Copy out every line of the following material, leaving each one unchanged.
begin
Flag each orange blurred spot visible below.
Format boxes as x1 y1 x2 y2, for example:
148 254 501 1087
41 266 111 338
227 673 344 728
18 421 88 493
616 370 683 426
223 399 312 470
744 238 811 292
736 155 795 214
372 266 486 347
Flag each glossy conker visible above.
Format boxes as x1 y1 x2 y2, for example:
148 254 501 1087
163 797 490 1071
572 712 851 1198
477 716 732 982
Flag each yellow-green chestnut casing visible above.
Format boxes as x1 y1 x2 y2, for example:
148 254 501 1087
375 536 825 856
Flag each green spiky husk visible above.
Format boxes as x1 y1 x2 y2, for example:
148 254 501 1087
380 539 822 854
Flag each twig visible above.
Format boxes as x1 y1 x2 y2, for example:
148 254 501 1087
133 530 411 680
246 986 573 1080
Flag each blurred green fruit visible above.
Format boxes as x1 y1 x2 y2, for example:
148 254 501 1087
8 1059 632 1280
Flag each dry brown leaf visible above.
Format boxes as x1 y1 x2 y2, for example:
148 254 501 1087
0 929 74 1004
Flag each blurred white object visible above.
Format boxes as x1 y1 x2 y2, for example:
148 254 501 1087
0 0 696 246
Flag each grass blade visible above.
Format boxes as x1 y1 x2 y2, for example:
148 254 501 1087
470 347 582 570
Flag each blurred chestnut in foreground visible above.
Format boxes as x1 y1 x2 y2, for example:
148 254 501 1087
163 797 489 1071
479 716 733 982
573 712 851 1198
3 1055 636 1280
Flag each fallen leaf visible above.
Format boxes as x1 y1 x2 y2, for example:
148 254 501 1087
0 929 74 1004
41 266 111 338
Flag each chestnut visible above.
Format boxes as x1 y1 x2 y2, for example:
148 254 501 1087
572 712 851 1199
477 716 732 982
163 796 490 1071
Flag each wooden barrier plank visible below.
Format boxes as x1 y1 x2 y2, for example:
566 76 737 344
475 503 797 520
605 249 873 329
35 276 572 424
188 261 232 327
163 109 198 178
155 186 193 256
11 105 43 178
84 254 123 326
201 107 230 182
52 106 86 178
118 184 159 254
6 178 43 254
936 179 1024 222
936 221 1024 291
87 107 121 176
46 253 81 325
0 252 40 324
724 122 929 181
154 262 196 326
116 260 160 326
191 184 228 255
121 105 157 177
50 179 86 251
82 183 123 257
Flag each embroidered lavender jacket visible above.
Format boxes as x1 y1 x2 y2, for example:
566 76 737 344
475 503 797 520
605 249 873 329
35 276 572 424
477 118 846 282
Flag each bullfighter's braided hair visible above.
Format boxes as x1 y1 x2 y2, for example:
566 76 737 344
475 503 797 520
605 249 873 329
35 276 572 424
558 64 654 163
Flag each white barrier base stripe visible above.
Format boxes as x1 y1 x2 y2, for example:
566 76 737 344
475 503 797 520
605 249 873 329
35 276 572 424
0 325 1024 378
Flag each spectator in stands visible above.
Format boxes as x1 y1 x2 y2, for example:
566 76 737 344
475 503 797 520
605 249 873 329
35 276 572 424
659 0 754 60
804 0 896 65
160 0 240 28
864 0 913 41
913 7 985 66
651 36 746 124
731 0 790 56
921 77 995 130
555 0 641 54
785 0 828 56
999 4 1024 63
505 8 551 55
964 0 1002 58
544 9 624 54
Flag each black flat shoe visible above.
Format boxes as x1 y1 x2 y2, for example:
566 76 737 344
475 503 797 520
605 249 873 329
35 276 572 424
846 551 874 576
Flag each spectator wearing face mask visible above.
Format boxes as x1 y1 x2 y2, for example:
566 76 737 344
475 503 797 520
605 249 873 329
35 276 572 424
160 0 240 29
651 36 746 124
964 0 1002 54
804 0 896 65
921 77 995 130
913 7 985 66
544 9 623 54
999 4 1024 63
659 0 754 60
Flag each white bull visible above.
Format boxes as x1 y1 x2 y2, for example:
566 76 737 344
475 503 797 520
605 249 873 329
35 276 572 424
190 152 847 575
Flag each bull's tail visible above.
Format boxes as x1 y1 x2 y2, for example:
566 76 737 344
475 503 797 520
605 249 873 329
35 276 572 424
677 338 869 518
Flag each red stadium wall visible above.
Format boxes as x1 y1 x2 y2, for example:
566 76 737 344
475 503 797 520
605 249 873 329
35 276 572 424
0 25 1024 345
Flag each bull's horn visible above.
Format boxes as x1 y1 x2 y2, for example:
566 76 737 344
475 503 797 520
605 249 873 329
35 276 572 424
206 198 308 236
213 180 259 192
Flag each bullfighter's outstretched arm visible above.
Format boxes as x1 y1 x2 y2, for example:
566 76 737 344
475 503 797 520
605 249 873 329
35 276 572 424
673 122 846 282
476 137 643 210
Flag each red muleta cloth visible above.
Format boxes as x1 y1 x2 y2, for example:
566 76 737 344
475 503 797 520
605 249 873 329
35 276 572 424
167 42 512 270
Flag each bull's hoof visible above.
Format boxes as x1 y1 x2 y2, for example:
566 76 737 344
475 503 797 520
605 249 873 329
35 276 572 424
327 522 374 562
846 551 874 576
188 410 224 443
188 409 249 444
end
SOLUTION TO THIS PROBLEM:
Flag each orange blurred spot visible below.
Format boxes as x1 y1 x2 y2, for example:
148 254 501 1087
41 266 111 338
227 673 344 728
18 421 88 493
616 370 683 426
223 399 312 470
744 238 811 292
736 155 795 214
372 266 486 347
Flag each glossy conker visible above.
Format boxes as x1 y1 x2 y2, for example:
148 254 501 1087
163 797 490 1071
572 712 851 1198
477 716 732 982
Flag each yellow-green chestnut casing visible above.
Format boxes as x1 y1 x2 y2, for example:
148 254 501 1087
375 536 825 856
Flag each green spiky husk visible above.
Format boxes as x1 y1 x2 y2, for example:
148 254 501 1087
380 539 822 854
Flag each twig visible above.
Format boxes as x1 y1 x2 y2, for example:
148 254 501 1087
133 530 411 680
246 986 573 1080
Flag each blurred green fruit visible above.
Format boxes as x1 y1 x2 y2, for example:
148 254 501 1087
8 1059 632 1280
Flag each dry brown leaf visible above.
Format boxes as x1 y1 x2 y2, for example:
148 254 501 1087
0 929 74 1004
Flag each blurred white object visible above.
Format boxes as x1 y1 x2 y2, for example:
148 254 501 1087
0 0 696 246
Flag each grass blade visible above.
Format boxes as x1 y1 x2 y2, for example:
148 254 501 1087
470 347 582 570
Flag each blurred chestnut in foreground visible above.
Format boxes as x1 y1 x2 y2, for example:
148 254 501 1087
163 797 489 1071
479 716 733 982
573 712 851 1198
3 1055 636 1280
Flag each fallen leaf visible above.
Format boxes as x1 y1 x2 y2, for example:
148 254 501 1087
0 929 74 1004
41 266 111 338
Flag each chestnut visible above.
Format boxes as x1 y1 x2 y2, for example:
148 254 501 1087
572 712 851 1199
477 716 732 982
163 796 490 1071
Flag each wooden barrier plank visible below.
Format boxes as x1 y1 x2 y2, for example:
566 76 737 344
475 503 797 520
605 249 873 329
35 276 572 424
188 261 232 327
163 109 198 178
155 186 193 256
11 105 43 178
84 254 123 326
201 107 230 182
52 106 86 178
118 184 159 254
6 178 43 254
936 179 1024 222
936 221 1024 291
87 107 121 176
46 253 81 325
0 252 40 324
724 122 929 181
154 262 196 326
116 260 160 326
191 184 228 255
121 105 157 177
50 179 86 251
82 183 123 257
Flag each embroidered lavender jacket visible above.
Format boxes as x1 y1 x2 y2, for example:
566 76 737 344
475 503 797 520
605 249 873 329
35 276 572 424
477 118 846 282
Flag each bullfighter's braided hair visible above.
Format boxes as x1 y1 x2 y2, for example:
566 76 737 344
475 503 797 520
605 249 873 329
35 276 572 424
558 64 654 163
Flag each white barrier base stripe visible above.
Format boxes as x1 y1 x2 y2, for example:
566 76 737 344
475 503 797 520
605 249 873 329
35 276 572 424
0 325 1024 378
Flag each spectator in stands visible above.
Format boxes as x1 y1 x2 y2, for example:
566 76 737 344
475 503 797 520
605 249 873 329
35 276 572 424
659 0 754 60
804 0 896 65
160 0 240 28
864 0 913 41
913 7 985 66
651 36 746 124
731 0 790 56
921 77 995 130
555 0 641 54
785 0 828 56
999 4 1024 63
505 8 551 55
964 0 1002 58
544 9 624 54
Flag each black flat shoe visible above.
Format boxes as x1 y1 x2 y2, for example:
566 76 737 344
475 503 797 520
605 249 873 329
35 276 572 424
846 551 874 576
Flag each spectator wearing face mask visible above.
Format boxes as x1 y1 x2 y2, for example:
566 76 737 344
475 503 797 520
605 249 873 329
35 276 572 424
160 0 240 29
651 36 746 124
964 0 1002 54
804 0 896 65
921 77 995 130
913 7 985 66
544 9 623 54
999 4 1024 63
659 0 754 60
Flag each white bull visible above.
Format boxes as x1 y1 x2 y2, for example:
566 76 737 344
475 503 797 520
605 249 873 329
35 276 572 424
190 152 847 575
Flag each bull's tail visible above.
Format boxes as x1 y1 x2 y2, for example:
566 76 737 344
475 503 797 520
605 249 873 329
35 276 572 424
677 338 869 518
Flag each red stadium wall visible above.
Format boxes as x1 y1 x2 y2, for example:
566 76 737 344
475 503 797 520
605 249 873 329
35 276 572 424
0 25 1024 345
Flag each bull's horn visible above.
Format boxes as x1 y1 x2 y2, for example:
566 76 737 344
475 503 797 520
605 249 873 329
35 276 572 424
206 198 308 236
213 180 259 192
Flag each bullfighter's outstretched arm visible above.
Format boxes as x1 y1 x2 y2, for example:
566 76 737 344
475 503 797 520
605 249 873 329
35 276 572 424
673 122 846 282
476 137 643 210
Flag each red muleta cloth visible above.
Format boxes as x1 y1 x2 y2, for example:
566 76 737 344
475 503 797 520
605 249 873 329
35 276 572 424
167 42 512 270
Flag each bull's hoof visible above.
Format boxes as x1 y1 x2 y2, for example:
566 76 737 344
475 503 797 520
605 249 873 329
35 276 572 424
327 522 374 562
846 551 874 576
188 410 224 443
188 409 249 444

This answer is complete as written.